**EXERCISE DESCRIPTION**
List each line from the rows below that contains the word "Target", copying the line in full.

[Source records]
[Begin]
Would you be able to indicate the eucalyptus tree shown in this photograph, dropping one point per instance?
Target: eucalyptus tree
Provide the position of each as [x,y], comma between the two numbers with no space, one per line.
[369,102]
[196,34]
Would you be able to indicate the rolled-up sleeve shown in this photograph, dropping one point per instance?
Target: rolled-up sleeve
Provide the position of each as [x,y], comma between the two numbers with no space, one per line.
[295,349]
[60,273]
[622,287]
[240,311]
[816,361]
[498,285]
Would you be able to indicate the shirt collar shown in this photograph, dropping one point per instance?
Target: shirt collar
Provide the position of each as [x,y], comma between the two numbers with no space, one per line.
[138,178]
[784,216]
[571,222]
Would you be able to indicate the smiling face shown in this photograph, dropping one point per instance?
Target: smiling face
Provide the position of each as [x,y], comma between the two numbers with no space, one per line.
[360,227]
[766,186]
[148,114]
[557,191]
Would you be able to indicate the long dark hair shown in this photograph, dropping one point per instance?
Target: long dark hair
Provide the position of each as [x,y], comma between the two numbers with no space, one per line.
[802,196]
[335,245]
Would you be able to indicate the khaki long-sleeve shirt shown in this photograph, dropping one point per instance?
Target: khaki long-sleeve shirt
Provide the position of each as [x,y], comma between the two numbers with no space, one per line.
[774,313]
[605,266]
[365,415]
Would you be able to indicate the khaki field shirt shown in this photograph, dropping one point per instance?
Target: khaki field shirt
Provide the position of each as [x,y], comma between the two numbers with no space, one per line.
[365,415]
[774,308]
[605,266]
[End]
[Begin]
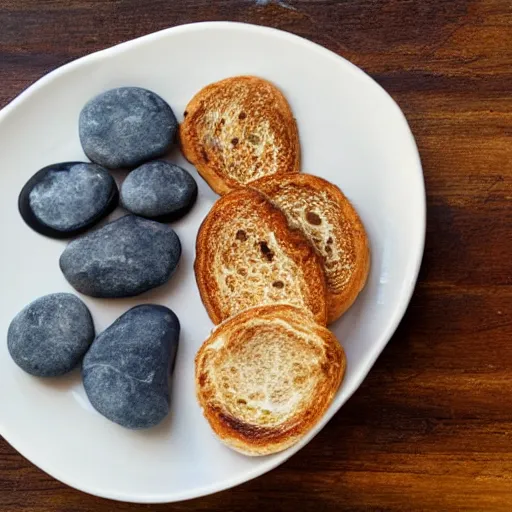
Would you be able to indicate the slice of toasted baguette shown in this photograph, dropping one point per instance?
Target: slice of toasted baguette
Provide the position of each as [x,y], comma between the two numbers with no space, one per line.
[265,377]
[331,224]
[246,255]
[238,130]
[End]
**WRITTEN REPLY**
Target: eucalyptus tree
Target: rolled-up sleeve
Target: shirt collar
Target: smiling face
Target: long dark hair
Target: khaki long-sleeve shirt
Target: khaki field shirt
Target: slice of toasted baguette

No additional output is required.